Please copy the items below word for word, from the very start of the items down through the line that contains "Give the mask of the <item>rocky", including that line.
--- begin INPUT ---
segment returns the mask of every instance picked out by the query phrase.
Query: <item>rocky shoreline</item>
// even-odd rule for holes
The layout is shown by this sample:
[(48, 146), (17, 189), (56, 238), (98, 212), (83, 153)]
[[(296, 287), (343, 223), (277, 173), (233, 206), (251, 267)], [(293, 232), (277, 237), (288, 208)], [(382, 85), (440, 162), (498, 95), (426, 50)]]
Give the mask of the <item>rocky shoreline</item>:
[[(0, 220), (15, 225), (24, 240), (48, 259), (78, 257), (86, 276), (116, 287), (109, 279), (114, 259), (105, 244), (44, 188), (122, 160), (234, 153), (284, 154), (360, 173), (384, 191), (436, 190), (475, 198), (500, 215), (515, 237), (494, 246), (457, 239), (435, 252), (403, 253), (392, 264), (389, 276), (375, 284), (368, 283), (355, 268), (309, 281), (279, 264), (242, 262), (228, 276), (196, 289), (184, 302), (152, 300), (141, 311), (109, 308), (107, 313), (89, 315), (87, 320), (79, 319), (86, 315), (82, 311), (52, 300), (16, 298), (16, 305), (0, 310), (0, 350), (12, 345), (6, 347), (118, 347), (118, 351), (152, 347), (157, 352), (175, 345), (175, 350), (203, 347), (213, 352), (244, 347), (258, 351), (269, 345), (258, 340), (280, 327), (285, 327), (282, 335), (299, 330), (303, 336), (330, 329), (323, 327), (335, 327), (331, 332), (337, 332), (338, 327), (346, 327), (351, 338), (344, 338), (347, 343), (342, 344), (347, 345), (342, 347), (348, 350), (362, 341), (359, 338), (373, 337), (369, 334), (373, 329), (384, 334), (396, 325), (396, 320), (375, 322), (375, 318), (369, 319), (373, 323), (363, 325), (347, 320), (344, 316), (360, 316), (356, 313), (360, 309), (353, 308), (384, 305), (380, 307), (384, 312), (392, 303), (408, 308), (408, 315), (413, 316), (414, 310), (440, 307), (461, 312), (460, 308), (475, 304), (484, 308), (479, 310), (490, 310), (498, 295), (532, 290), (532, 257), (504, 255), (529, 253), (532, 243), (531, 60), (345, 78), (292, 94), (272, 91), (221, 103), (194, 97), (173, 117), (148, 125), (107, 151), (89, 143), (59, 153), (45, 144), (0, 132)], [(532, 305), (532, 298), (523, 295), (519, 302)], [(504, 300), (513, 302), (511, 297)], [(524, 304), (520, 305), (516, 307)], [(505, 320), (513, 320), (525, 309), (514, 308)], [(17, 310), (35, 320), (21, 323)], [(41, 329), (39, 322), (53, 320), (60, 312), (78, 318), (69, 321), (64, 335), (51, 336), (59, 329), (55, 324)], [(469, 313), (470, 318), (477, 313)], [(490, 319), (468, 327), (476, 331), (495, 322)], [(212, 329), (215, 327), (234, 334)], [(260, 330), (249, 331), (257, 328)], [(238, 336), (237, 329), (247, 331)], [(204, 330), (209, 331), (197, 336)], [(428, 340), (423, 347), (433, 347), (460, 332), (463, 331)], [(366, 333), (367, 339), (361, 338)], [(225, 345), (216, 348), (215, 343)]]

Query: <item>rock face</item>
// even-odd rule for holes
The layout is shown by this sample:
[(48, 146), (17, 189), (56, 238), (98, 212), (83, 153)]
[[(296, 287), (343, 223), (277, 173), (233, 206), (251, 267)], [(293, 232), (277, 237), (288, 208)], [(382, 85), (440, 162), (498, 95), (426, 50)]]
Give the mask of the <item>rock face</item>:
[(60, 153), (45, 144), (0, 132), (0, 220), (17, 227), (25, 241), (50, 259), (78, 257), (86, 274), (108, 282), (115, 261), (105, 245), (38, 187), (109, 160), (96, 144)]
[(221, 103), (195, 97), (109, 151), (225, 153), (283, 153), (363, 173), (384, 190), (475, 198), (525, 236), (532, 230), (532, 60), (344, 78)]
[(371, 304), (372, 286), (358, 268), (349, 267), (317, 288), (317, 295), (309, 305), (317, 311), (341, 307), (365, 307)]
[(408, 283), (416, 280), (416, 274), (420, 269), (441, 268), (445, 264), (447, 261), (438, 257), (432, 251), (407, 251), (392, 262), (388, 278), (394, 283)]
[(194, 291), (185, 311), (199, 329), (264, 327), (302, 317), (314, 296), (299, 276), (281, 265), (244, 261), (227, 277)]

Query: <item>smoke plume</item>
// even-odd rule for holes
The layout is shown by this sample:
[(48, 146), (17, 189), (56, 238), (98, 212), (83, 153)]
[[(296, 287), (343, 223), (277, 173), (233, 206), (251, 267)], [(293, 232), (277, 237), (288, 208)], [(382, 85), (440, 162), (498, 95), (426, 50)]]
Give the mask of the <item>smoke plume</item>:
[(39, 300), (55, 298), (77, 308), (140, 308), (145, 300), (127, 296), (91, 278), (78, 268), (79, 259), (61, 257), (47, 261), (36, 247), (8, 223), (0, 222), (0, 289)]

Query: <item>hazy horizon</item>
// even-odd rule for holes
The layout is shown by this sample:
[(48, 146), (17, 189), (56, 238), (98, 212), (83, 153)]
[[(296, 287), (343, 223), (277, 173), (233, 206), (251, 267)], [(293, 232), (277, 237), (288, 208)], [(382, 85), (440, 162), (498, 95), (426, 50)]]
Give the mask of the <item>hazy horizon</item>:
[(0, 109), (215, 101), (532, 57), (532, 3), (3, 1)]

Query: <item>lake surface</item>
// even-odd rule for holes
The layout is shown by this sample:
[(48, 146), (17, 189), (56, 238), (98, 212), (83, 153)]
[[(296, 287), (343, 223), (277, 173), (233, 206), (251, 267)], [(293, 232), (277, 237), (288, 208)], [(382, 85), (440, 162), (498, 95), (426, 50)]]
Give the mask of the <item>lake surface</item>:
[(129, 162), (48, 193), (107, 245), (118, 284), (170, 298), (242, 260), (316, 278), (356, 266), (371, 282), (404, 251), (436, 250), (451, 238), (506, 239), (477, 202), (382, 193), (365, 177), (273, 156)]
--- end INPUT ---
| RESULT BELOW |
segment returns the mask of every instance picked out by the query phrase.
Query: <item>rocky shoreline</item>
// even-odd rule for holes
The layout is shown by this sample:
[(48, 146), (17, 189), (56, 238), (98, 212), (83, 153)]
[[(296, 287), (343, 223), (277, 173), (233, 206), (251, 267)], [(293, 232), (277, 237), (288, 208)], [(382, 85), (440, 162), (498, 95), (426, 50)]]
Give the mask of the <item>rocky shoreline</item>:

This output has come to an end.